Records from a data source
"""
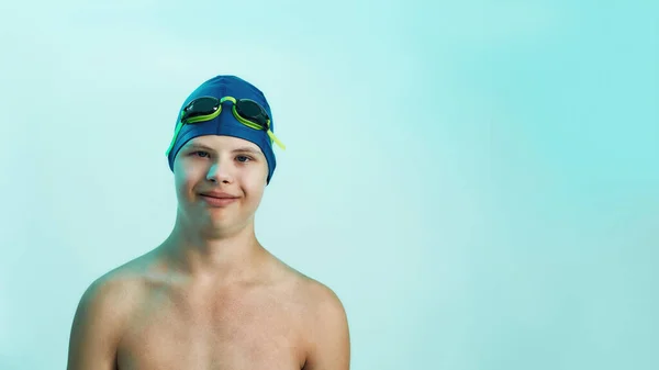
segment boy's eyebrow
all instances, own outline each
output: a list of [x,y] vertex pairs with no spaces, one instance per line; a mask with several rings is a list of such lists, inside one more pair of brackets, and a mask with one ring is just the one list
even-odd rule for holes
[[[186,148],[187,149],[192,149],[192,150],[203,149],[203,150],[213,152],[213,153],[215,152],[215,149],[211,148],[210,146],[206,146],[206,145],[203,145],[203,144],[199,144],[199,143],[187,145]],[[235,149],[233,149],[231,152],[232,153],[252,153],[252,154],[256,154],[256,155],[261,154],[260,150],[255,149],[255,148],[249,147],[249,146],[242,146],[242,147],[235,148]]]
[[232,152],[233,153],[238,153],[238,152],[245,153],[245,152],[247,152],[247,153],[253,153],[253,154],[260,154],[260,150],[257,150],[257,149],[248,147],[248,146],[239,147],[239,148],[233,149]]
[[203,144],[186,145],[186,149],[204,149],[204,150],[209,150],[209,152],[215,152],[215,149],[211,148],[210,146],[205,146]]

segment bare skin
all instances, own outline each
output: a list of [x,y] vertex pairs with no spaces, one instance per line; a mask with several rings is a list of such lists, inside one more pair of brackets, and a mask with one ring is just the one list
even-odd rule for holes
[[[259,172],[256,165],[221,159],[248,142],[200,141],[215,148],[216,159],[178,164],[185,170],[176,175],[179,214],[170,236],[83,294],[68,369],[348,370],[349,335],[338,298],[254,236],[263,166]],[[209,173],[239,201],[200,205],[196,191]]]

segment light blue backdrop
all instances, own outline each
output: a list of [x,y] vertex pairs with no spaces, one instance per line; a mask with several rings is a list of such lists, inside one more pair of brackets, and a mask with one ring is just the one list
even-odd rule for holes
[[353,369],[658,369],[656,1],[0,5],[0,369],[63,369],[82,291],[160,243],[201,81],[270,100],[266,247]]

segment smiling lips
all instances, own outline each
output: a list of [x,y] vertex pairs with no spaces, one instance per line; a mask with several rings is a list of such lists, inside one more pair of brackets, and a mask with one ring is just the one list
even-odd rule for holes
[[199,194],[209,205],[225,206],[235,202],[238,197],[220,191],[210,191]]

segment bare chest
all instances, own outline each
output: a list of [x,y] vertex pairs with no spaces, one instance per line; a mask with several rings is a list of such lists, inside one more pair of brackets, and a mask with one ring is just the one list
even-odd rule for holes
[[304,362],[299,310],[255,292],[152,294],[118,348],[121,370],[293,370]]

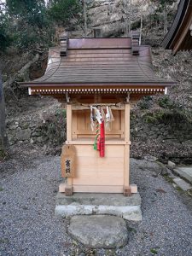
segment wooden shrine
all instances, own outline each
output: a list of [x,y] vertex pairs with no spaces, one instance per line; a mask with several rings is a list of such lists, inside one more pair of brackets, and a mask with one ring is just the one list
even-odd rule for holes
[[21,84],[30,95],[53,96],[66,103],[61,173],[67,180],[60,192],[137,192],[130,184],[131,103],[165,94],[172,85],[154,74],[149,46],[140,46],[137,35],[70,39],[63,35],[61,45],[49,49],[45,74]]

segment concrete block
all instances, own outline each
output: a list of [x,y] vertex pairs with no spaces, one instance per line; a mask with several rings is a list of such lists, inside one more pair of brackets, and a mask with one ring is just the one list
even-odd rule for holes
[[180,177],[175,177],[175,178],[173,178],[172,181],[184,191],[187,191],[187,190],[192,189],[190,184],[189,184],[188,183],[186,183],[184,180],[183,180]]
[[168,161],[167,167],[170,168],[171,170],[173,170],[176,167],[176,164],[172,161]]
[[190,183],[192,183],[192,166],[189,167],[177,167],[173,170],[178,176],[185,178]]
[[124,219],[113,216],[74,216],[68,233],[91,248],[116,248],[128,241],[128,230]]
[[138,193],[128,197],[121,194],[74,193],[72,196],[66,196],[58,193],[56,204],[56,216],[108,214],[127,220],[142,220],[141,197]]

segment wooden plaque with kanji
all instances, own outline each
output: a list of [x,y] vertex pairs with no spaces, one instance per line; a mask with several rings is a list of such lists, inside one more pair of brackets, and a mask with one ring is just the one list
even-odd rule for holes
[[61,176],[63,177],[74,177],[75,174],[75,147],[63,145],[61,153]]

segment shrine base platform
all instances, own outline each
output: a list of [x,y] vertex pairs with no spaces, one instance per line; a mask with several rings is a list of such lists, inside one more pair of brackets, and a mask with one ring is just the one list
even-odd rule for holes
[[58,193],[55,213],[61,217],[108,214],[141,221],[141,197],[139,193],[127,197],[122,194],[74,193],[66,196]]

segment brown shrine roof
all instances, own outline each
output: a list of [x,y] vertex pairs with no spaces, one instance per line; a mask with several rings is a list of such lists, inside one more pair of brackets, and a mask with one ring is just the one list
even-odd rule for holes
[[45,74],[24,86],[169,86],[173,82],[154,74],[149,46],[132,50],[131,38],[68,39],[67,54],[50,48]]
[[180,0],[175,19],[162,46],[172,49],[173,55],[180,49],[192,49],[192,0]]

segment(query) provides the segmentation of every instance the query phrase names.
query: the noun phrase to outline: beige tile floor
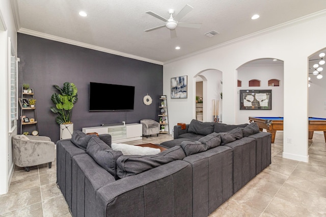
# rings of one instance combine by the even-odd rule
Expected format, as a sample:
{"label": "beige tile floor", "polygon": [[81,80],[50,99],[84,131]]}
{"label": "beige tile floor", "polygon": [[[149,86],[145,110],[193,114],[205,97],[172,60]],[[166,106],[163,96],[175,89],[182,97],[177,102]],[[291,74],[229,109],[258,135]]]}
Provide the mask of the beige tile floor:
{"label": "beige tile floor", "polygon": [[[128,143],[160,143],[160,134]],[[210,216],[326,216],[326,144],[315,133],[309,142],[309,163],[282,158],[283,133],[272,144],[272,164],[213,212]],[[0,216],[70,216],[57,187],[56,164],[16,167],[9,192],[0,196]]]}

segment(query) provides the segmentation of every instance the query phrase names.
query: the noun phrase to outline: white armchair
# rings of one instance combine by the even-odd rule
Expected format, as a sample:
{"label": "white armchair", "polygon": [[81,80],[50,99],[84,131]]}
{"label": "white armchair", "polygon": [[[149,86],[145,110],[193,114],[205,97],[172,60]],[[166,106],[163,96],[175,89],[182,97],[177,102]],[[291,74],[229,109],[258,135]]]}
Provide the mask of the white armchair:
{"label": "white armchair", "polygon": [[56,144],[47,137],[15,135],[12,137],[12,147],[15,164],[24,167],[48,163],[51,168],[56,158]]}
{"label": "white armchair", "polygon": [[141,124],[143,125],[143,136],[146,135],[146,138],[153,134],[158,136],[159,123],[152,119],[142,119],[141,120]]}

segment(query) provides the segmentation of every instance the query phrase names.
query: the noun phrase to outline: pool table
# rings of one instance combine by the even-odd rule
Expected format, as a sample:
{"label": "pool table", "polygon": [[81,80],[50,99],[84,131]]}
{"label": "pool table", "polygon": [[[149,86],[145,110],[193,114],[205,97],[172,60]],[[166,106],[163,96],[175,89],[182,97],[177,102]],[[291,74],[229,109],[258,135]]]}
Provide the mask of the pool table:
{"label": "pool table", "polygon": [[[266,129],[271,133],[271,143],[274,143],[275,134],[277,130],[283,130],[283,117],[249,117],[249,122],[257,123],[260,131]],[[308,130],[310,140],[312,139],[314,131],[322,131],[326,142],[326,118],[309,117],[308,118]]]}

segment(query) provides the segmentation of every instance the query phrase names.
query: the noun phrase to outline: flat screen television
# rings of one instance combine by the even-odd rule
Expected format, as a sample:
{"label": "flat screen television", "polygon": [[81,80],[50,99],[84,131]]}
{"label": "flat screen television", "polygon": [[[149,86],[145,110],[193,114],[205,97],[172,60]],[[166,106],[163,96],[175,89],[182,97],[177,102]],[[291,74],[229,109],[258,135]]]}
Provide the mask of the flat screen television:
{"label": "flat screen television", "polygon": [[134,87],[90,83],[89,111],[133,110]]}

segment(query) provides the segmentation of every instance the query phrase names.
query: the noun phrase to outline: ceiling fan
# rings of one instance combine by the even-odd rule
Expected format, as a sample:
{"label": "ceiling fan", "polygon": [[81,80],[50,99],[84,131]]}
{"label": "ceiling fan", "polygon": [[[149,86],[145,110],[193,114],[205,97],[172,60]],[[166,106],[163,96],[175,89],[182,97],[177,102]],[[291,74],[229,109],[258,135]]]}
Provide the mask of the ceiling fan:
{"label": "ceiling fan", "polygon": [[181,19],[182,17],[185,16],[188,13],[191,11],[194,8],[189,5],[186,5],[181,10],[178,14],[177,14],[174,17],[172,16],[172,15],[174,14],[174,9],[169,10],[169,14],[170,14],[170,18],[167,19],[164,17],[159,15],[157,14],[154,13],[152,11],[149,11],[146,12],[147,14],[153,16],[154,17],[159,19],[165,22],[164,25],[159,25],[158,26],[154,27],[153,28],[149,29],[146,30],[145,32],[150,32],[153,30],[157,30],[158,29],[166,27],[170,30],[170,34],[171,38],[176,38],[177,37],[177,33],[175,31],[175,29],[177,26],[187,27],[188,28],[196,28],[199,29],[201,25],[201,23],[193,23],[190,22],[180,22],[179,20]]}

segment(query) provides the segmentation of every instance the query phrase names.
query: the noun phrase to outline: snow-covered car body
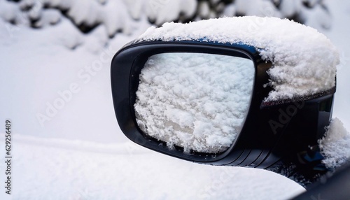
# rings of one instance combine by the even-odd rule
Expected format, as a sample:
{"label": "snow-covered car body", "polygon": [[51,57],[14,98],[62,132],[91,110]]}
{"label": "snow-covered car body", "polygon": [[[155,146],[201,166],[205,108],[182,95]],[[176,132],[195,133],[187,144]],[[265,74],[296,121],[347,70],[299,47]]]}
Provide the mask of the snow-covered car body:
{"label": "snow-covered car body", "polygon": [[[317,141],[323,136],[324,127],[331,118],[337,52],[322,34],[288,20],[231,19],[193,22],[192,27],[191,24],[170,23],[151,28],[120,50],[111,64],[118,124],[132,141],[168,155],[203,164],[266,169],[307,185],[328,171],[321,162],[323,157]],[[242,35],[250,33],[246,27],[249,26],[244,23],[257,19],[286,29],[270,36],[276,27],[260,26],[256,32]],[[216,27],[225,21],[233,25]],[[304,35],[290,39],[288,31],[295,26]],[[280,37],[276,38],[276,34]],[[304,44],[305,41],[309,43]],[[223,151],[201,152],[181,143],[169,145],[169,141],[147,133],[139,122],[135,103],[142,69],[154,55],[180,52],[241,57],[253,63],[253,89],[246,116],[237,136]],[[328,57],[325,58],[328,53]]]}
"""
SHORT TASK:
Rewrite the part of the entries that opens with the line containing "segment wooden plaque with kanji" and closes with the line containing "[[61,176],[63,177],[74,177],[75,174],[75,147],[63,145],[61,153]]", changing "own outline each" to "separate outline for each" and keeping everything else the same.

ANSWER:
segment wooden plaque with kanji
all instances, separate outline for each
output: a list of [x,y] vertex pairs with no spaces, one instance per line; a mask with several rings is a list of such lists, inside one more pair of brackets, and a mask with one ring is just the one list
even-odd rule for holes
[[61,176],[63,177],[74,177],[75,174],[75,147],[63,145],[61,153]]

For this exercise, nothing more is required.